_Required work_:
[1] In the essay on thinkers and doers, condense the paragraph beginning "This is generally good advice" into one shorter sentence that keeps its main points.
[2] Repeat word for word the passage of the essay on thinkers and doers that runs from "Thinkers vs Doers" up to and including "of his labor.".

— start of Text to read —

Thinkers vs Doers
For the longest time I was confused. I thought I was both. It wasn't clear to me that either skill might be more important. There are certainly arguments for each.
For example, maybe doing is more important. If we're constantly thinking, we'll just make to-do lists all day without ever starting them, right? To succeed we should mostly just do stuff, in order to accumulate experience and skills.
This is generally good advice. By doing projects, you can learn about yourself and the world, in a compounding journey. Many wise folks encourage us to ship early and often as the main mechanism of progress in our hobbies, career, etc.
On the other hand, there's the story of the woodcutter and the big tree with twin trunks. He chops day and night, but it takes him 25 days of hardcore work to hack through just the first trunk. He's exhausted but proud of his labor.
Meanwhile another woodcutter sits and sharpens his ax for 7 days and 7 nights. On the 8th day, he gives 3 mighty sharp chops and cuts clean through the other trunk! Turns out that one is even bigger, but he only needed a fraction of the time.
I've been impressed with certain people who seem to get things right on their first try. They might launch a company to do $1,000,000 of revenue in 6 months at age 23, whereas it took me 6+ years to do that, and now I'm 29 going on 30.
A successful founder friend once told me: "Andy, I've never met anyone smart who was willing to work hard, and didn't succeed eventually...as long as they don't get in their own way."

— end of Text to read —
— start of Supplied material —

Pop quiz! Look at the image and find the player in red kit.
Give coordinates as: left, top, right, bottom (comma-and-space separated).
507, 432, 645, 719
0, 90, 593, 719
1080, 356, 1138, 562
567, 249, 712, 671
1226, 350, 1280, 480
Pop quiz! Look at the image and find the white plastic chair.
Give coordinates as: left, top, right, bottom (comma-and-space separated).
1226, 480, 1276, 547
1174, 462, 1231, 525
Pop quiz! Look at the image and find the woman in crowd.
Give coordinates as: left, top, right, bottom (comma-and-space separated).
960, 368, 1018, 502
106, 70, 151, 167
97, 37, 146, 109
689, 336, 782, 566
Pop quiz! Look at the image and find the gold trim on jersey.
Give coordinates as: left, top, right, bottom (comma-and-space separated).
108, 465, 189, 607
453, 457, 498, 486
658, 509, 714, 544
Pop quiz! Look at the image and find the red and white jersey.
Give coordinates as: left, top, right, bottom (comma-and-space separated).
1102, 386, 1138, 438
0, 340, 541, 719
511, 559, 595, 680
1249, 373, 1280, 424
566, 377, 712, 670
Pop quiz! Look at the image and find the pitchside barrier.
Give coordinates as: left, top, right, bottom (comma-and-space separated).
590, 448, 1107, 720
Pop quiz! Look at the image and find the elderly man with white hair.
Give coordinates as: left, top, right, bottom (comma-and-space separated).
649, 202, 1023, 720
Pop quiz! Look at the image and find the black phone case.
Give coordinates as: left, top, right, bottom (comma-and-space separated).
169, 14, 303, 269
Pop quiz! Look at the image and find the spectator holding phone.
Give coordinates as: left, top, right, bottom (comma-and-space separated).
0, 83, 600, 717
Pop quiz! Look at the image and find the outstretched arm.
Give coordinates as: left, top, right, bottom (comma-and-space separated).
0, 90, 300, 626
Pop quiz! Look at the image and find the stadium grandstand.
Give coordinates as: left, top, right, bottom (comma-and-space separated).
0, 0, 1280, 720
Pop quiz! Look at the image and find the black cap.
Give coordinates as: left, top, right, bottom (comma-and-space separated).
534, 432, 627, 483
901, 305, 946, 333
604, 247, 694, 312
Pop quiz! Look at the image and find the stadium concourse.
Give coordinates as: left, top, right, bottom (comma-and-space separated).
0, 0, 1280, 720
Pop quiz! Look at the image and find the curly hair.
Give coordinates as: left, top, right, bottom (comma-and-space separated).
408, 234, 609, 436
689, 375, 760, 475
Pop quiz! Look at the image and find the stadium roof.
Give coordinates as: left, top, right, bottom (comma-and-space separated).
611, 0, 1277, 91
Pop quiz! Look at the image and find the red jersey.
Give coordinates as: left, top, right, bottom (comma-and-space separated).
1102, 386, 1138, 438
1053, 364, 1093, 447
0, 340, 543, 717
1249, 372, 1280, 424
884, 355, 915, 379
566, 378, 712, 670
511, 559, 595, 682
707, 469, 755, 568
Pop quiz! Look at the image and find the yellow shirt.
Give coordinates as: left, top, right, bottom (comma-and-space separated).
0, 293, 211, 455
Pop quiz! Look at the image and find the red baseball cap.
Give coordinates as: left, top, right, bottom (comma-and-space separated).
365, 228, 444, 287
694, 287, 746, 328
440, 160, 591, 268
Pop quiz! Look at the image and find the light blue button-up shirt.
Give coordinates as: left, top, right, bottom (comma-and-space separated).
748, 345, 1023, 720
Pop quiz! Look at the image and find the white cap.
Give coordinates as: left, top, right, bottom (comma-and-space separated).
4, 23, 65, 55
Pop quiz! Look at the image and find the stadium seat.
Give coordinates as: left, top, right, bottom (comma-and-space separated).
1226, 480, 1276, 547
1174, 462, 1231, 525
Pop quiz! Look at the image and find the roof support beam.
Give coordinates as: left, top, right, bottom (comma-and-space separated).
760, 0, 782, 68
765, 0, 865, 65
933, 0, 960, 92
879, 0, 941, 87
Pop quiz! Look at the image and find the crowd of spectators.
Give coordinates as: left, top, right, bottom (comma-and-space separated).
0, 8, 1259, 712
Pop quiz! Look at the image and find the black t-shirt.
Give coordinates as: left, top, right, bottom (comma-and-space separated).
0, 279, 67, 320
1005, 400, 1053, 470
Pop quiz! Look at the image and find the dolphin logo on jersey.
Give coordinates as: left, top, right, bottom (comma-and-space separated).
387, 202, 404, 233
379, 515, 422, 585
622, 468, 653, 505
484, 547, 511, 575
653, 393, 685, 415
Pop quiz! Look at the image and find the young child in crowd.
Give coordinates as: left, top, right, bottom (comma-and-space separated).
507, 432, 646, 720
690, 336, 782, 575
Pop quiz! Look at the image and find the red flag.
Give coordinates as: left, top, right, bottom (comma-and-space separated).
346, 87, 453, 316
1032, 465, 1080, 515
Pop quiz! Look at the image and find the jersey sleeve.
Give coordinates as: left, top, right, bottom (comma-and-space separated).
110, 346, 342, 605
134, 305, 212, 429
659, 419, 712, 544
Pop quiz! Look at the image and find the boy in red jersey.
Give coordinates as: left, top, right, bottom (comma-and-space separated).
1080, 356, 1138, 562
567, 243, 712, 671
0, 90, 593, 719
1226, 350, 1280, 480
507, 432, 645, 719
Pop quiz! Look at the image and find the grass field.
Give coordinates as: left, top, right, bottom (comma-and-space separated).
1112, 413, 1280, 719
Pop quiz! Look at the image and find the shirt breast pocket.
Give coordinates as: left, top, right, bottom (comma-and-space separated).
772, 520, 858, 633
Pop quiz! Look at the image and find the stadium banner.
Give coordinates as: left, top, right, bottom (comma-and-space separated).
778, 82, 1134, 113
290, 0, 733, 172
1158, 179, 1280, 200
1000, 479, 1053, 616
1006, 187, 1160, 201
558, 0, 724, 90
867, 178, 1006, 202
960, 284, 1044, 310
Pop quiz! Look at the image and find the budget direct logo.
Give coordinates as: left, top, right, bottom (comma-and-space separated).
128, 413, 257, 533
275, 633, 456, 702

— end of Supplied material —

_Task-by-task outputs_:
[1] Doing projects is generally good advice because it teaches you about yourself and the world in a compounding way, and many wise people urge shipping early and often as the main route to progress in hobbies and careers.

[2]
Thinkers vs Doers
For the longest time I was confused. I thought I was both. It wasn't clear to me that either skill might be more important. There are certainly arguments for each.
For example, maybe doing is more important. If we're constantly thinking, we'll just make to-do lists all day without ever starting them, right? To succeed we should mostly just do stuff, in order to accumulate experience and skills.
This is generally good advice. By doing projects, you can learn about yourself and the world, in a compounding journey. Many wise folks encourage us to ship early and often as the main mechanism of progress in our hobbies, career, etc.
On the other hand, there's the story of the woodcutter and the big tree with twin trunks. He chops day and night, but it takes him 25 days of hardcore work to hack through just the first trunk. He's exhausted but proud of his labor.